Work to be completed
Rewrite the listing below with "dark brown jerky" swapped for "strips of beef jerky" everywhere it appears, keeping every other word the same.
[Start of Exercise material]
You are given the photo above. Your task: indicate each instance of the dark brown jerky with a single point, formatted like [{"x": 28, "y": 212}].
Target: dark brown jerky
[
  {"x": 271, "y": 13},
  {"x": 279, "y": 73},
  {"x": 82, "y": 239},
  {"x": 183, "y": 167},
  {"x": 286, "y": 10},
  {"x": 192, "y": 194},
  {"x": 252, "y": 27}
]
[End of Exercise material]
Task output
You are given the photo above. Your task: indicate each instance of the strips of beef jerky with a single point, formatted like [{"x": 28, "y": 212}].
Target: strips of beef jerky
[
  {"x": 271, "y": 13},
  {"x": 279, "y": 73},
  {"x": 82, "y": 239},
  {"x": 183, "y": 167},
  {"x": 286, "y": 10},
  {"x": 192, "y": 194},
  {"x": 252, "y": 27}
]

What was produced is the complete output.